• **Task requirements**
Return the records below line for line and unchanged, leaving out the pictures.

• **Records to use**
** START **

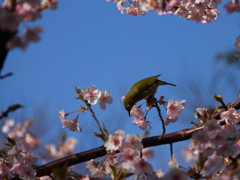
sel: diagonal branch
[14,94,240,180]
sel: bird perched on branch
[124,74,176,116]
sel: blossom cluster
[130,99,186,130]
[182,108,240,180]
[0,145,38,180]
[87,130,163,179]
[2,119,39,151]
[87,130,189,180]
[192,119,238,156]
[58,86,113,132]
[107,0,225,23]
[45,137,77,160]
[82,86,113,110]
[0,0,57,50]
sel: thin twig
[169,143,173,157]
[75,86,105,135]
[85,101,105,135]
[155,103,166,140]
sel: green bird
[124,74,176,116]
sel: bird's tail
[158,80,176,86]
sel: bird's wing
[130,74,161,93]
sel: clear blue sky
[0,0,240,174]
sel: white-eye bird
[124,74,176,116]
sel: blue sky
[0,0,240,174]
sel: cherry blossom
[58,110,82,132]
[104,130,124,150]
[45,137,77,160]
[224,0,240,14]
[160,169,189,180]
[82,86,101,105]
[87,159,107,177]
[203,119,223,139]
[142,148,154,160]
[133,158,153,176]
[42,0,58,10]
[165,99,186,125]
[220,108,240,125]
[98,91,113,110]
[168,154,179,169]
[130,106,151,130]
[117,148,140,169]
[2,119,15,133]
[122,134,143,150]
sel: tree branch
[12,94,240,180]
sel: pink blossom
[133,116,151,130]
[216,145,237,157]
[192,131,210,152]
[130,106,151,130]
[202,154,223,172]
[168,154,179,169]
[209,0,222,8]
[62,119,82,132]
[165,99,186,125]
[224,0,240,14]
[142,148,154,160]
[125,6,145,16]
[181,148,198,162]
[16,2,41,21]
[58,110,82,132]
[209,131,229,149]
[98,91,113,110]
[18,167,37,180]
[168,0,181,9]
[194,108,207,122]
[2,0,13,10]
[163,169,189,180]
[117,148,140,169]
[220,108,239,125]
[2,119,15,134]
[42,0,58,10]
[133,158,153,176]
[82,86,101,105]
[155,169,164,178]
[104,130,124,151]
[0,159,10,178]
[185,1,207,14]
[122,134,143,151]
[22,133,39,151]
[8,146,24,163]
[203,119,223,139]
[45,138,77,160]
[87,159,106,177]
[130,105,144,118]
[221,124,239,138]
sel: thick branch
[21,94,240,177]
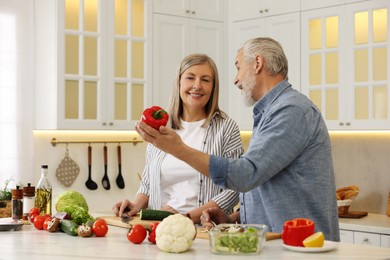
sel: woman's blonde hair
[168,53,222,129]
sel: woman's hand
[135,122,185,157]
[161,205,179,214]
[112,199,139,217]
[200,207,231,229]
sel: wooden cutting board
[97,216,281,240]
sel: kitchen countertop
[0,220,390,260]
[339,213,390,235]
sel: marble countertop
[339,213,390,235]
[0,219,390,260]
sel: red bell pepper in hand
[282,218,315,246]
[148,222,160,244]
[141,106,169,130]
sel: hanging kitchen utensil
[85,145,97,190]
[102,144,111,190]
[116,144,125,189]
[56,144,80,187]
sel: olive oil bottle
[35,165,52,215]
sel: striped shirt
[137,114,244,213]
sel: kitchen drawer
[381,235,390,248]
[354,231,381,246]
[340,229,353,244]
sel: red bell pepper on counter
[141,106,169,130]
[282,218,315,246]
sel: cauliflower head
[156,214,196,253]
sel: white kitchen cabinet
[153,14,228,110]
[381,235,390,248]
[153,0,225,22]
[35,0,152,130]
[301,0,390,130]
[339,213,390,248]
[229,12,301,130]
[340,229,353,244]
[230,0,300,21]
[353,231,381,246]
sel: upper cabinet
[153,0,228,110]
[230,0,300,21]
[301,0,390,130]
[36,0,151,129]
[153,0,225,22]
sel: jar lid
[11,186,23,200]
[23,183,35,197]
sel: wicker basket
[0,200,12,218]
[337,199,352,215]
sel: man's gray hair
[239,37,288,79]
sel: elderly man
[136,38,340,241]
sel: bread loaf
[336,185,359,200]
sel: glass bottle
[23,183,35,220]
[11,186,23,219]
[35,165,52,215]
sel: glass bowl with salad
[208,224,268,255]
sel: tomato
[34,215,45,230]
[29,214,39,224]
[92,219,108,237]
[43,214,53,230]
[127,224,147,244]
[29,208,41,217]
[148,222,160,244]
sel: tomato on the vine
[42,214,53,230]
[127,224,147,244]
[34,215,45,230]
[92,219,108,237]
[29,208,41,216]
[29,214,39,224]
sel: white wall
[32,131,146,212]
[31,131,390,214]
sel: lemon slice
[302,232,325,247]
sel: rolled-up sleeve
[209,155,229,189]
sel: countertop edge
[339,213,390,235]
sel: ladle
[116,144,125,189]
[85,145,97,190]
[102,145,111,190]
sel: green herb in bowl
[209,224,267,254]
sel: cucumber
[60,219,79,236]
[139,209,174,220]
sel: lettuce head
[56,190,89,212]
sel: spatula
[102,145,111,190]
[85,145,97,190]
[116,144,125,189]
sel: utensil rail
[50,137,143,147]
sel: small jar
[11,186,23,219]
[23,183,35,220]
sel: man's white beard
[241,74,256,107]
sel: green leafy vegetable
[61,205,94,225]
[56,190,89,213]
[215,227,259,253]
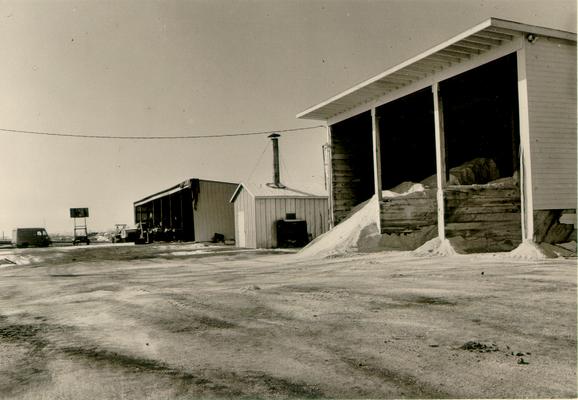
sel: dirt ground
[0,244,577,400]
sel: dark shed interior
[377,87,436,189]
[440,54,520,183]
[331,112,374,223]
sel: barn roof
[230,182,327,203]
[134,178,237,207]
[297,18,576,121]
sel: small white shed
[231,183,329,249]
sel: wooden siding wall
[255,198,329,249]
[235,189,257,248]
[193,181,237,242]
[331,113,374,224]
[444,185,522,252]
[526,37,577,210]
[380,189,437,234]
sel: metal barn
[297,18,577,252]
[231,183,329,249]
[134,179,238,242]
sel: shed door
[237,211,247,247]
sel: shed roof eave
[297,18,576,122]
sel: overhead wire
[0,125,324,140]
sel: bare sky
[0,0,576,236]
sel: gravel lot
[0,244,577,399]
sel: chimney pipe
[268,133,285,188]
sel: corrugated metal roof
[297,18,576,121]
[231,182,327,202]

** END **

• **Solution to this task**
sel: diagonal branch
[14,94,240,180]
sel: bird perched on branch
[124,74,176,116]
sel: blossom cluster
[130,99,186,130]
[182,108,240,180]
[0,145,38,180]
[87,130,163,179]
[2,119,39,151]
[87,130,189,180]
[192,119,238,156]
[58,86,113,132]
[107,0,225,23]
[45,137,77,160]
[82,86,113,110]
[0,0,57,50]
sel: thin twig
[169,143,173,157]
[75,86,105,135]
[85,101,105,135]
[155,103,166,140]
sel: green bird
[124,74,176,116]
sel: bird's tail
[158,80,176,86]
sel: bird's wing
[130,74,161,93]
sel: clear blue sky
[0,0,240,174]
sel: white-eye bird
[124,74,176,116]
sel: blue sky
[0,0,240,174]
sel: cherry blossom
[58,110,82,132]
[104,130,124,150]
[45,137,77,160]
[224,0,240,14]
[160,169,189,180]
[82,86,101,105]
[87,159,107,177]
[203,119,223,139]
[142,148,154,160]
[133,158,153,176]
[42,0,58,10]
[165,99,186,125]
[220,108,240,125]
[98,91,113,110]
[168,154,179,169]
[130,106,151,130]
[117,148,140,169]
[2,119,15,133]
[122,134,143,150]
sel: tree branch
[12,94,240,180]
sel: pink blossom
[133,116,151,130]
[216,145,237,157]
[192,131,210,152]
[130,106,151,130]
[202,154,223,172]
[168,154,179,169]
[209,0,222,8]
[62,119,82,132]
[165,99,186,125]
[224,0,240,14]
[142,148,154,160]
[125,6,145,16]
[181,148,198,162]
[16,2,41,21]
[58,110,82,132]
[209,131,229,149]
[98,91,113,110]
[18,167,37,180]
[168,0,181,9]
[194,108,207,122]
[2,0,13,10]
[163,169,189,180]
[117,148,140,169]
[220,108,239,125]
[2,119,15,134]
[42,0,58,10]
[133,158,153,176]
[82,86,101,105]
[155,169,164,178]
[104,130,124,151]
[0,159,10,178]
[185,1,207,14]
[122,134,143,151]
[22,133,39,151]
[8,146,24,163]
[203,119,223,139]
[45,138,77,160]
[87,159,106,177]
[130,105,144,118]
[221,124,239,138]
sel: thick branch
[21,94,240,177]
sel: woman's blonde hair
[168,53,222,129]
sel: woman's hand
[135,122,185,157]
[161,205,179,214]
[112,199,139,217]
[200,207,231,229]
sel: wooden cutting board
[97,216,281,240]
sel: kitchen countertop
[0,220,390,260]
[339,213,390,235]
sel: marble countertop
[339,213,390,235]
[0,219,390,260]
sel: red bell pepper in hand
[282,218,315,246]
[148,222,160,244]
[141,106,169,130]
sel: hanging kitchen utensil
[85,145,97,190]
[102,144,111,190]
[116,144,125,189]
[56,144,80,187]
sel: olive oil bottle
[35,165,52,215]
sel: striped shirt
[137,114,244,213]
sel: kitchen drawer
[381,235,390,248]
[354,231,381,246]
[340,229,353,244]
sel: red bell pepper on counter
[141,106,169,130]
[282,218,315,246]
sel: cauliflower head
[156,214,196,253]
sel: white kitchen cabinet
[153,14,228,110]
[381,235,390,248]
[153,0,225,22]
[35,0,152,130]
[301,0,390,130]
[339,213,390,248]
[229,12,301,130]
[340,229,353,244]
[230,0,300,21]
[353,231,381,246]
sel: upper cabinet
[153,0,228,110]
[230,0,300,21]
[301,0,390,130]
[36,0,151,129]
[153,0,225,22]
sel: jar lid
[11,186,23,200]
[23,183,35,197]
sel: wicker basket
[0,200,12,218]
[337,199,352,215]
sel: man's gray hair
[239,37,288,79]
sel: elderly man
[136,38,340,241]
sel: bread loaf
[336,185,359,200]
sel: glass bottle
[23,183,35,220]
[11,186,23,219]
[35,165,52,215]
sel: glass bowl with salad
[208,224,268,255]
sel: tomato
[34,215,45,230]
[29,214,39,224]
[92,219,108,237]
[43,214,53,230]
[127,224,147,244]
[29,208,41,217]
[148,222,160,244]
sel: tomato on the vine
[42,214,53,230]
[127,224,147,244]
[34,215,45,230]
[92,219,108,237]
[29,208,41,216]
[29,214,39,224]
sel: white wall
[32,131,146,212]
[31,131,390,214]
sel: lemon slice
[302,232,325,247]
sel: rolled-up sleeve
[209,155,229,189]
sel: countertop edge
[339,213,390,235]
sel: ladle
[116,144,125,189]
[85,145,97,190]
[102,145,111,190]
sel: green herb in bowl
[209,224,267,254]
sel: cucumber
[60,219,79,236]
[139,209,174,220]
sel: lettuce head
[56,190,89,212]
sel: spatula
[102,145,111,190]
[85,145,97,190]
[116,144,125,189]
sel: utensil rail
[50,137,143,147]
sel: small jar
[11,186,23,219]
[23,183,35,220]
sel: man's white beard
[241,74,256,107]
sel: green leafy vegetable
[61,205,94,225]
[56,190,89,213]
[215,227,259,253]
sel: dirt ground
[0,244,577,400]
sel: dark shed interior
[377,87,436,189]
[440,54,520,183]
[331,112,374,223]
sel: barn roof
[230,182,327,203]
[134,178,237,207]
[297,18,576,121]
sel: small white shed
[231,183,329,249]
sel: wooden siding wall
[255,198,329,249]
[235,189,257,248]
[193,181,237,242]
[331,113,374,224]
[444,185,522,252]
[526,37,577,210]
[380,189,437,234]
sel: metal barn
[297,18,577,252]
[231,183,329,249]
[134,179,238,242]
sel: shed door
[237,211,247,247]
sel: shed roof eave
[297,18,576,122]
sel: overhead wire
[0,125,324,140]
sel: bare sky
[0,0,576,236]
sel: gravel lot
[0,244,577,399]
sel: chimney pipe
[268,133,285,188]
sel: corrugated metal roof
[297,18,576,121]
[231,182,327,202]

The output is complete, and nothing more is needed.